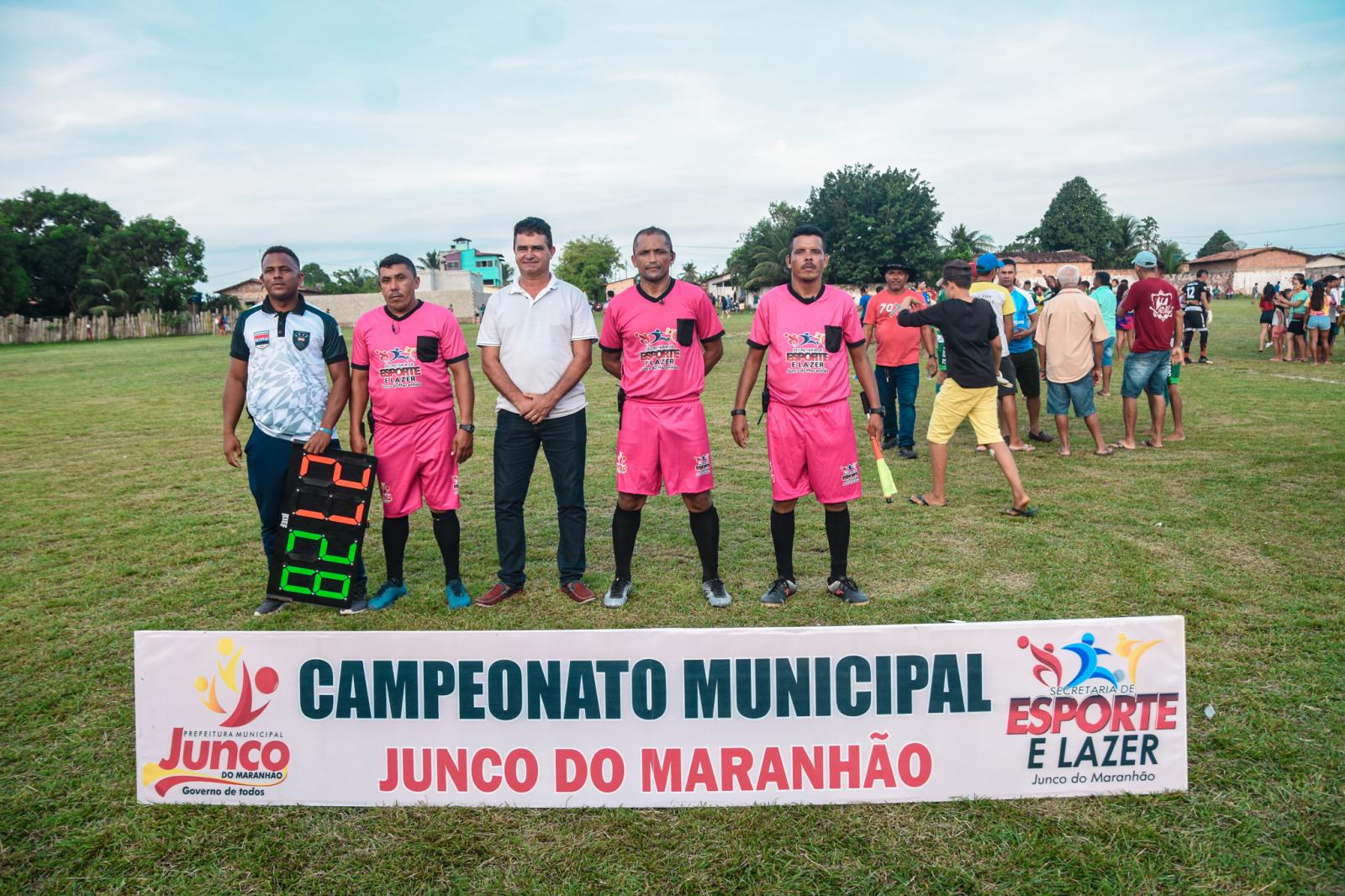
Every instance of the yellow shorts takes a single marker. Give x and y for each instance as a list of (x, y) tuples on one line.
[(955, 403)]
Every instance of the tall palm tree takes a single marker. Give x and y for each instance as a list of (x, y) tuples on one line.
[(1170, 256), (1125, 240), (763, 262), (963, 242), (112, 289)]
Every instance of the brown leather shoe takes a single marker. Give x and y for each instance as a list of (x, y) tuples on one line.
[(499, 593), (578, 593)]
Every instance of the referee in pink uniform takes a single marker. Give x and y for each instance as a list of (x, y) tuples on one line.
[(661, 338), (409, 358), (809, 334)]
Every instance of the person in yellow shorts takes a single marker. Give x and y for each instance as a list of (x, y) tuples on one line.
[(972, 336)]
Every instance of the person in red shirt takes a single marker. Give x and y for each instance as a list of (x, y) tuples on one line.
[(1157, 347), (659, 340), (809, 334), (898, 356)]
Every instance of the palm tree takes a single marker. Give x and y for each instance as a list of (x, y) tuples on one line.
[(963, 242), (1170, 256), (763, 262), (1125, 240), (112, 289)]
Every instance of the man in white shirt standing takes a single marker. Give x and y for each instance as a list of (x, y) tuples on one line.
[(537, 340)]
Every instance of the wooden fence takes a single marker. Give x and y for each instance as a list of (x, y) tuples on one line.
[(17, 329)]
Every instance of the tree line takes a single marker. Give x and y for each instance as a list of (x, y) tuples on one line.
[(69, 253), (872, 215)]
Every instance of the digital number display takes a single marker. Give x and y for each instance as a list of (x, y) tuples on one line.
[(322, 526)]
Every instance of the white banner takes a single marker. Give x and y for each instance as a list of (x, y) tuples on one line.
[(662, 717)]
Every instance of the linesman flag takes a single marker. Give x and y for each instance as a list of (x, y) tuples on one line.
[(889, 488)]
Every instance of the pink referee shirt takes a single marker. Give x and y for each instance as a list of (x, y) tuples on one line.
[(408, 360), (798, 334), (657, 336)]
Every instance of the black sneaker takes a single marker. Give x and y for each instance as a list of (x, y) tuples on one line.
[(847, 591), (269, 606), (618, 593), (716, 593), (778, 593), (358, 598)]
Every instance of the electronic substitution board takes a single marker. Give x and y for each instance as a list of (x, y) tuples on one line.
[(322, 526)]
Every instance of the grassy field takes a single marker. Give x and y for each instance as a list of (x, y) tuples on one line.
[(1239, 529)]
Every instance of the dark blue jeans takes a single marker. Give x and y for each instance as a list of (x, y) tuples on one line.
[(268, 463), (899, 387), (564, 441)]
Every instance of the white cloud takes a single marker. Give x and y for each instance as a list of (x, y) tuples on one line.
[(696, 120)]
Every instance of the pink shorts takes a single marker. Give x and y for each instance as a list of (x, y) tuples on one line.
[(813, 450), (417, 459), (663, 441)]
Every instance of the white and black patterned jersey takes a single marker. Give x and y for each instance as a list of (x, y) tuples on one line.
[(287, 356), (1195, 295)]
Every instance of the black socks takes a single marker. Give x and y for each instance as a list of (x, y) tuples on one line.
[(838, 540), (625, 525), (448, 535), (396, 530), (705, 529), (782, 535)]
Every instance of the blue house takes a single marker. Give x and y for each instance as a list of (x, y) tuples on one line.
[(488, 266)]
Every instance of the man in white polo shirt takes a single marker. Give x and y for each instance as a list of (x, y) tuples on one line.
[(537, 340)]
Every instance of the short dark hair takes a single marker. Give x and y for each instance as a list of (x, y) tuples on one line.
[(535, 225), (397, 259), (652, 232), (958, 272), (284, 250), (807, 230)]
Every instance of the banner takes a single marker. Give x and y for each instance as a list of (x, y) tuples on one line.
[(662, 717)]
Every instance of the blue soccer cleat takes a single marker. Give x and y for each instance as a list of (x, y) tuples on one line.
[(456, 595)]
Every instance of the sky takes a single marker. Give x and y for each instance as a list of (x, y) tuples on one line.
[(349, 131)]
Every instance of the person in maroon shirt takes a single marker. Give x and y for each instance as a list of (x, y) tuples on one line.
[(1157, 347)]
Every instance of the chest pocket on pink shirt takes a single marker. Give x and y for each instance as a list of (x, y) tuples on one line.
[(833, 340)]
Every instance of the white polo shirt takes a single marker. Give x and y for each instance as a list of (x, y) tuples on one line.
[(535, 338)]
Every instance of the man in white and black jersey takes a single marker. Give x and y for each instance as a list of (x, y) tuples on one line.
[(282, 356), (1196, 309)]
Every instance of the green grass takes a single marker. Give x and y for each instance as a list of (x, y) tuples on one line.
[(1248, 551)]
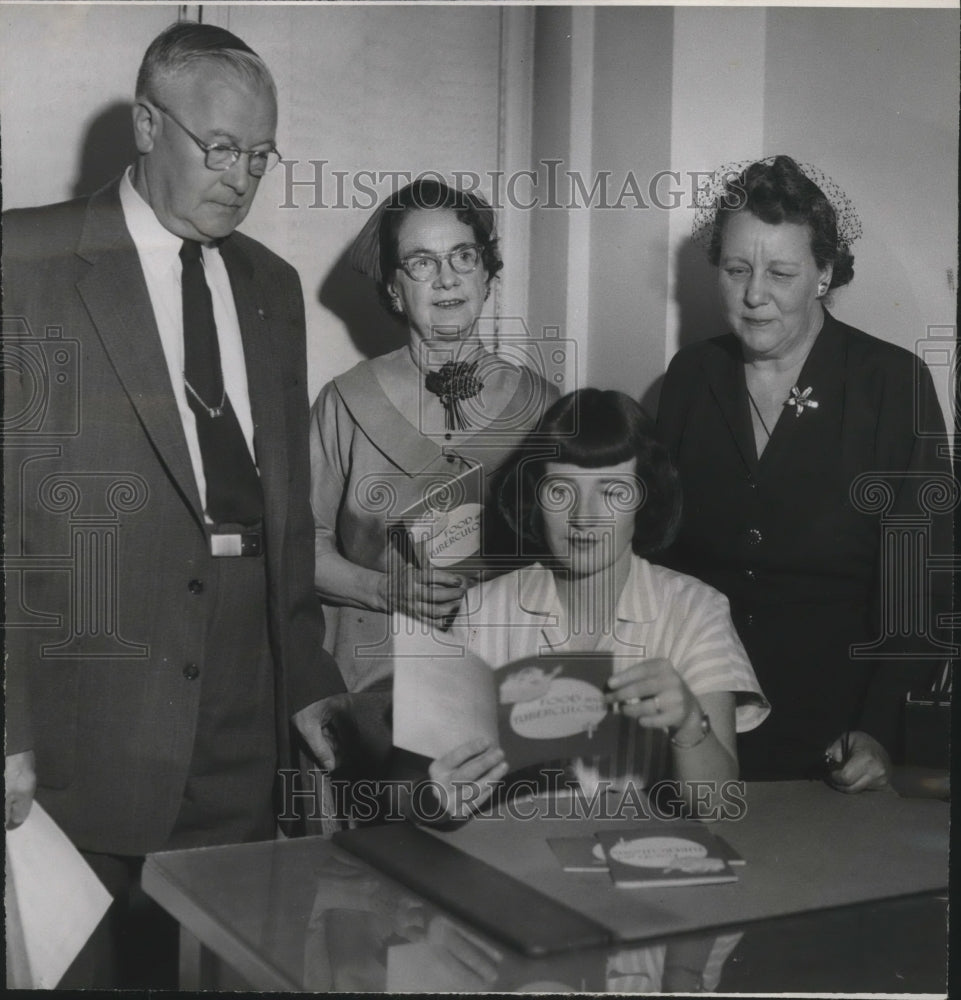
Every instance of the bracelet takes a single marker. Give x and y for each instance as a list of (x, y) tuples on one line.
[(705, 725)]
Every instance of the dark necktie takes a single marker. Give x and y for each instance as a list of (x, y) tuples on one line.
[(233, 487)]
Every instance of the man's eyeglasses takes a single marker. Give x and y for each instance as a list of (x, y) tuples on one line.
[(426, 266), (218, 156)]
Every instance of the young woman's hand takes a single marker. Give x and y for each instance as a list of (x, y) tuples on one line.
[(467, 776), (654, 693)]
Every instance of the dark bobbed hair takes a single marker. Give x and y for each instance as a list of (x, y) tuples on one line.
[(186, 44), (432, 193), (593, 428), (779, 192)]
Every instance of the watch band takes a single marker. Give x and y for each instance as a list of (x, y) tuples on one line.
[(705, 731)]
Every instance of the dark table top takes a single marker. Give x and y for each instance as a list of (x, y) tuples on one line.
[(305, 915)]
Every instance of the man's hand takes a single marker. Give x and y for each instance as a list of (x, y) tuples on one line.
[(20, 782), (348, 730), (318, 726), (866, 766)]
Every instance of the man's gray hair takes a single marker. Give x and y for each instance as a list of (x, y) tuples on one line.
[(188, 44)]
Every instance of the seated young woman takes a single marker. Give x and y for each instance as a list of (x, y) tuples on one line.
[(592, 493)]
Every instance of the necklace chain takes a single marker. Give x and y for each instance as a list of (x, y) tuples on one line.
[(757, 410), (212, 411)]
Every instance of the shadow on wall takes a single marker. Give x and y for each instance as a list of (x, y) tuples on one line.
[(353, 299), (696, 297), (107, 149)]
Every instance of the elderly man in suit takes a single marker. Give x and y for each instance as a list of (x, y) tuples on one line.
[(162, 626)]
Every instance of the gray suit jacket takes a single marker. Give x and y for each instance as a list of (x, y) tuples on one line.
[(105, 535)]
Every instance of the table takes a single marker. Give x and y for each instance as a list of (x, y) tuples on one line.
[(304, 915)]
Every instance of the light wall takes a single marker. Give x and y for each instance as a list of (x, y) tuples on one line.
[(870, 96)]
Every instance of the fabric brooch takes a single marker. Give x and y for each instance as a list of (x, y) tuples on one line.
[(456, 381), (799, 400)]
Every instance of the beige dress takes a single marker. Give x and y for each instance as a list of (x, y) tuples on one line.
[(369, 462)]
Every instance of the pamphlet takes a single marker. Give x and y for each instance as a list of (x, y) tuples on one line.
[(664, 854), (537, 709), (444, 528), (578, 854)]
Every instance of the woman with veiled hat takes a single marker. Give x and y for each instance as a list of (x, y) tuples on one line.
[(438, 406), (778, 429)]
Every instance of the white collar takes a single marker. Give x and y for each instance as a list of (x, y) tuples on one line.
[(147, 232), (638, 601)]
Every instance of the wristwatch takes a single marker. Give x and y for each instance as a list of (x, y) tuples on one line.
[(703, 733)]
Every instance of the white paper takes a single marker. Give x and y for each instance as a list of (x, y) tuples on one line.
[(59, 900), (441, 702)]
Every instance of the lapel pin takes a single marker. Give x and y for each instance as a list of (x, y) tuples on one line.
[(801, 399)]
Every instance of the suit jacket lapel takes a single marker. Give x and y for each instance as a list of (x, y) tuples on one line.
[(823, 372), (115, 294), (264, 383), (725, 375)]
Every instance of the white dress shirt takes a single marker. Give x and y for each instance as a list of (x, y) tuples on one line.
[(159, 253)]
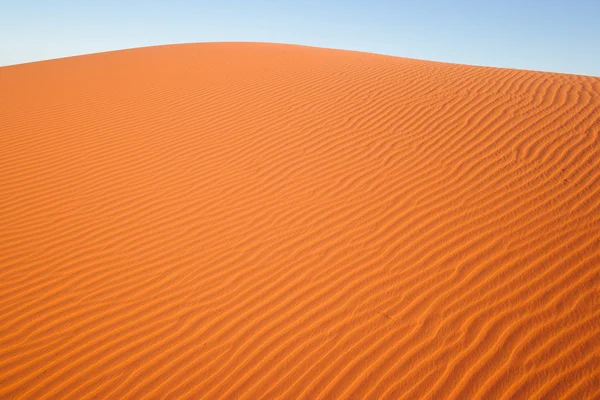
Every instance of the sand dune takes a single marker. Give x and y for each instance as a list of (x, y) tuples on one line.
[(272, 221)]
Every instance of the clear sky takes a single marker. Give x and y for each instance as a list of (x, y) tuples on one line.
[(546, 35)]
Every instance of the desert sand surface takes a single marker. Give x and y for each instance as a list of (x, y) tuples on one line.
[(230, 220)]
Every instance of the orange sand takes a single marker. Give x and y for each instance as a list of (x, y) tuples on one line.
[(271, 221)]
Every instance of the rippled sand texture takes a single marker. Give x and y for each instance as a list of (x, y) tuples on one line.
[(274, 221)]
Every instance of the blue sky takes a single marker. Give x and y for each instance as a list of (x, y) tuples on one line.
[(546, 35)]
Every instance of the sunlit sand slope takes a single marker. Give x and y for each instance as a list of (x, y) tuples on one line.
[(271, 221)]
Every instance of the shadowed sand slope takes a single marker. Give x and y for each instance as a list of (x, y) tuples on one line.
[(272, 221)]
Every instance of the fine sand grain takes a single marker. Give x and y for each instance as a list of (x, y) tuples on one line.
[(233, 220)]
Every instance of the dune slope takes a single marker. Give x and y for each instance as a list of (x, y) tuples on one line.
[(271, 221)]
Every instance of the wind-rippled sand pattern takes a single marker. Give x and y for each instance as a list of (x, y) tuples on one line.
[(272, 221)]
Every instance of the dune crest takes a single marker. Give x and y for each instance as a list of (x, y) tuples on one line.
[(253, 221)]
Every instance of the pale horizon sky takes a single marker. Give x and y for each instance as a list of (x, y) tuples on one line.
[(543, 35)]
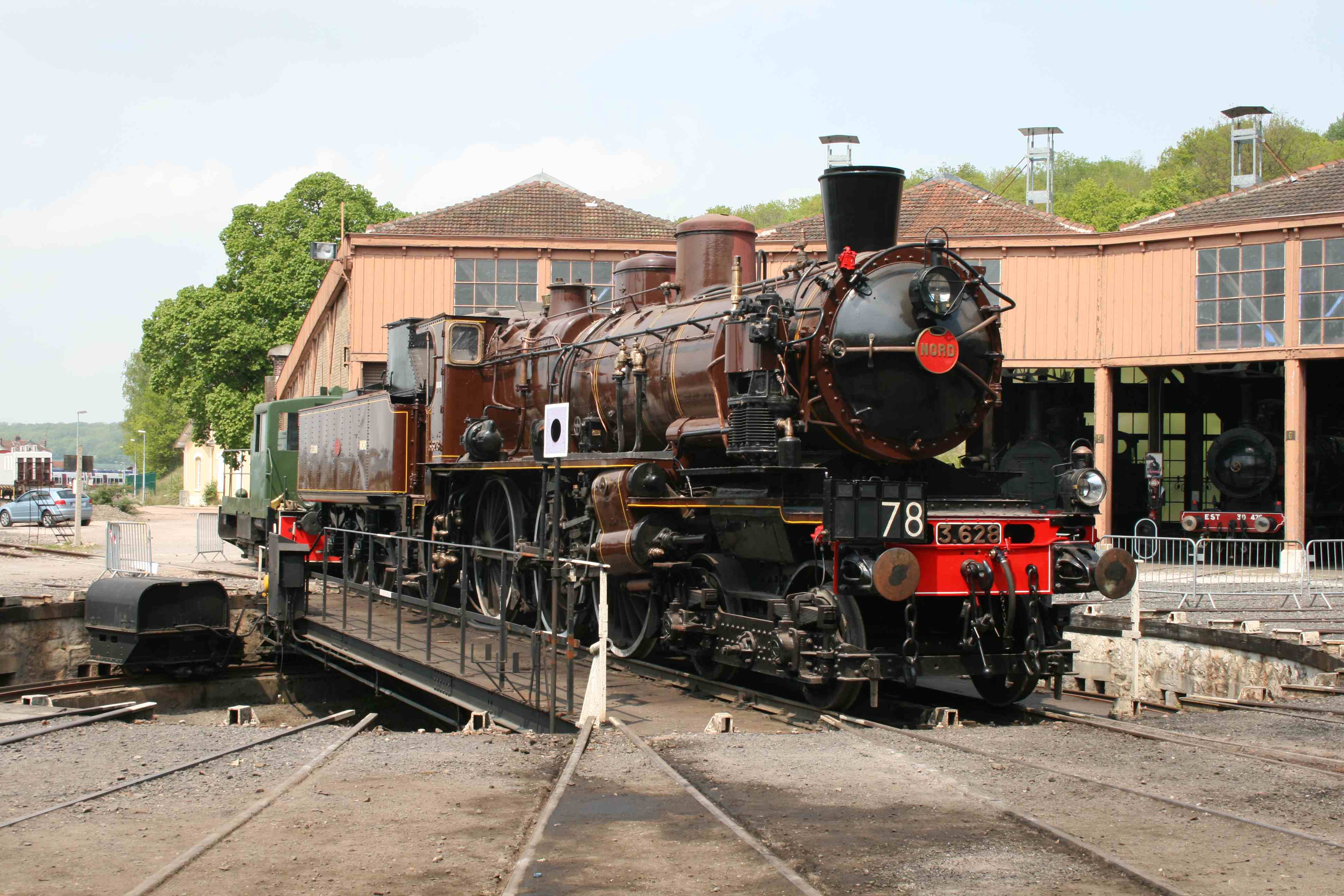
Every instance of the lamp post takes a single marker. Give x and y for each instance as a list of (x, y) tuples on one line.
[(144, 456), (78, 480)]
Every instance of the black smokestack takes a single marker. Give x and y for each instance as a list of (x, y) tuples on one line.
[(862, 206)]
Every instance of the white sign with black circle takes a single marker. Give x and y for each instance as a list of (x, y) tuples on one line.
[(557, 430)]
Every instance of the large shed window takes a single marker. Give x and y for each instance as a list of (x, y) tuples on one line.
[(1322, 308), (492, 285), (1240, 297)]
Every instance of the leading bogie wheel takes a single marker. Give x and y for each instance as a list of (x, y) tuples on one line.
[(840, 695)]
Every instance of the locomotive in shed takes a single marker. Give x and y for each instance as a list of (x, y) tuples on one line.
[(755, 459)]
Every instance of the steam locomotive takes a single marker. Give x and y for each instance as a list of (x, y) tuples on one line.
[(755, 459)]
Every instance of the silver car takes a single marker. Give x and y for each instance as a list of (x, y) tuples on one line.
[(45, 507)]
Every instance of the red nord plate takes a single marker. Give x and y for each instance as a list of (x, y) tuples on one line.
[(937, 350)]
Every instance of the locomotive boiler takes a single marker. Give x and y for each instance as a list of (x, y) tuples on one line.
[(755, 459)]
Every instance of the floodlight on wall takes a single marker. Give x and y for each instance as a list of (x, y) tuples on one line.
[(842, 156)]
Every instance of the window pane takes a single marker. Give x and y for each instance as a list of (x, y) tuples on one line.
[(1253, 284), (1311, 280), (1273, 283), (1275, 256), (1273, 308), (1334, 252), (464, 340), (1311, 252)]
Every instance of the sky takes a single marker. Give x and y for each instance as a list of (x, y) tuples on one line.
[(133, 128)]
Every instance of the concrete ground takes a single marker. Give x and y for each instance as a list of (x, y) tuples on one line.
[(174, 547)]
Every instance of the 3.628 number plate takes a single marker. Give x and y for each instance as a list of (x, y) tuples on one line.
[(970, 534)]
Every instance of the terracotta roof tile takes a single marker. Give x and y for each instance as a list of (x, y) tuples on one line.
[(961, 207), (1316, 190), (534, 209)]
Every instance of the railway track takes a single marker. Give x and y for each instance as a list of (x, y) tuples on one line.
[(93, 683)]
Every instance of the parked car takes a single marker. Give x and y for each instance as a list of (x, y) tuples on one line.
[(45, 507)]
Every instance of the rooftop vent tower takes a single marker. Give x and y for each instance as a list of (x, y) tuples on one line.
[(839, 150), (1248, 162), (1041, 166)]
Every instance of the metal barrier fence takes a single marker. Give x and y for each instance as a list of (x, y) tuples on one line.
[(1250, 569), (207, 536), (1324, 570), (130, 550), (382, 561), (1166, 565), (1234, 574)]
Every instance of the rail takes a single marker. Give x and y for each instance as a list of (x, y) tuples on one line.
[(377, 581)]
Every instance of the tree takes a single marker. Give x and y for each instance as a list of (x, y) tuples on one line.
[(206, 347), (155, 413), (1336, 131), (1203, 153)]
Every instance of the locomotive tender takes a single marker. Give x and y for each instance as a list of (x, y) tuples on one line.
[(755, 459)]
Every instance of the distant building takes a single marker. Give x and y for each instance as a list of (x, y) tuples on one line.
[(205, 464)]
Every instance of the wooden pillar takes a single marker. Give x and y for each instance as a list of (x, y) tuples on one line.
[(1194, 444), (1104, 440), (1295, 450)]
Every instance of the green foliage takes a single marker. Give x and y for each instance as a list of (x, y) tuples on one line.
[(168, 488), (1109, 193), (1336, 130), (155, 413), (1203, 153), (206, 347), (100, 440)]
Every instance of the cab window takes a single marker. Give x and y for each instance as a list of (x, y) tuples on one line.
[(464, 344)]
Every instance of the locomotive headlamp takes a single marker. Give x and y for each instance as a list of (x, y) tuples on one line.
[(1086, 487), (939, 289)]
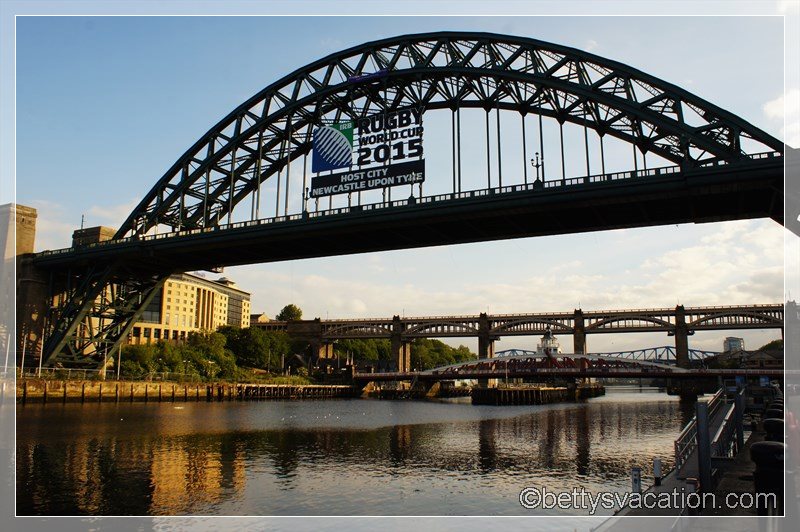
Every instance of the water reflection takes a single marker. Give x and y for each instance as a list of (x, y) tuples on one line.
[(278, 458)]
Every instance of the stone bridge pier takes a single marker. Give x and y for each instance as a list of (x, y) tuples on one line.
[(401, 349), (485, 345)]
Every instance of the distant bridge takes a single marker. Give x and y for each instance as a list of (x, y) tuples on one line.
[(562, 366), (679, 322), (690, 162), (664, 354)]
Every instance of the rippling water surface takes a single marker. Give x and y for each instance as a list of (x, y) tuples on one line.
[(348, 457)]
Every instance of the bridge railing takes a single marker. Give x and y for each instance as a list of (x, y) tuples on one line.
[(686, 441), (725, 442), (567, 182)]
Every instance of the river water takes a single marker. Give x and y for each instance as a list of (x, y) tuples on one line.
[(335, 457)]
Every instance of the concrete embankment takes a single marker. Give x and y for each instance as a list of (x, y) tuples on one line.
[(55, 391)]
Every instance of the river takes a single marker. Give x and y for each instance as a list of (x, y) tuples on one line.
[(334, 457)]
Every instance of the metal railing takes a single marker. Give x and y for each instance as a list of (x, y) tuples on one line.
[(725, 442), (686, 442)]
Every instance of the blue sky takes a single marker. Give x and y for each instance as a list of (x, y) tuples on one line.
[(106, 105)]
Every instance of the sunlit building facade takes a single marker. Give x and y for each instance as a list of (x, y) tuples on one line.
[(189, 302)]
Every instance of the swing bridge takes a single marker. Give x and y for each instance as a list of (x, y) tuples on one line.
[(570, 142)]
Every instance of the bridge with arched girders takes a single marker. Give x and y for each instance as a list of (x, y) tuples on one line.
[(564, 366), (664, 354), (690, 161), (680, 322)]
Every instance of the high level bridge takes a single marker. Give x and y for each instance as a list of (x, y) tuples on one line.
[(679, 322), (683, 160)]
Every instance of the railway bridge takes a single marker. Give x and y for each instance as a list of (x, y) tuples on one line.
[(359, 115)]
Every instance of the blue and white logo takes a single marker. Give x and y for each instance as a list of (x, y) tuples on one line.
[(333, 147)]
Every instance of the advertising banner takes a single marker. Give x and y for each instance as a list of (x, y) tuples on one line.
[(378, 151)]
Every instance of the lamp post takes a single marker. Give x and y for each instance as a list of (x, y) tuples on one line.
[(22, 362), (119, 360), (536, 164)]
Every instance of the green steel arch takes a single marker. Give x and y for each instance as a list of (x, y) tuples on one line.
[(443, 70)]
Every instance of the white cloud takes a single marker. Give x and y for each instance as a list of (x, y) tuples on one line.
[(786, 108), (110, 215)]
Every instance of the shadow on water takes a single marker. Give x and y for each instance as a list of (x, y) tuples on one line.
[(205, 459)]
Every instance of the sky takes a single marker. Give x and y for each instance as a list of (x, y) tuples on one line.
[(105, 105)]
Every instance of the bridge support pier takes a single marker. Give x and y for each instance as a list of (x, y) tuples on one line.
[(579, 334), (687, 391), (325, 350), (485, 346), (401, 350)]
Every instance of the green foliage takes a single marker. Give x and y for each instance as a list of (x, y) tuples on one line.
[(364, 350), (773, 345), (202, 356), (290, 312), (255, 348)]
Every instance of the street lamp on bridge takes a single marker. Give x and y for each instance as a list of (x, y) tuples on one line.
[(536, 164)]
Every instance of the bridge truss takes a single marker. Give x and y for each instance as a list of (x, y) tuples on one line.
[(257, 143)]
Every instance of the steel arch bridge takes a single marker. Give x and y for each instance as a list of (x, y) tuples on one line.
[(663, 354), (722, 168)]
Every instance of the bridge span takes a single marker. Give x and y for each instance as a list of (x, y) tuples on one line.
[(573, 366), (680, 322), (690, 162)]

:::

EXERCISE DETAILS »
Update the lines starting at the first one and ending at the one that contains "[(499, 593), (578, 593)]" by changing "single marker" to "single point" and leaving everything else as it is. Leave the pictures out of your answer.

OUTPUT FOR THIS EXERCISE »
Every instance of the yellow shorts takes a single point. Give x and y for each instance as a list of (x, y) tuples on one line.
[(955, 403)]
Every instance of the tall palm tree takes a single point. Give x and y for each instance as a list of (x, y) tuples on one line.
[(1170, 256), (1125, 240), (763, 262), (963, 242), (112, 289)]
Every instance of the brown leather shoe takes a single point. Give x and y for each instance as a list of (x, y) tuples on one line.
[(499, 593), (578, 593)]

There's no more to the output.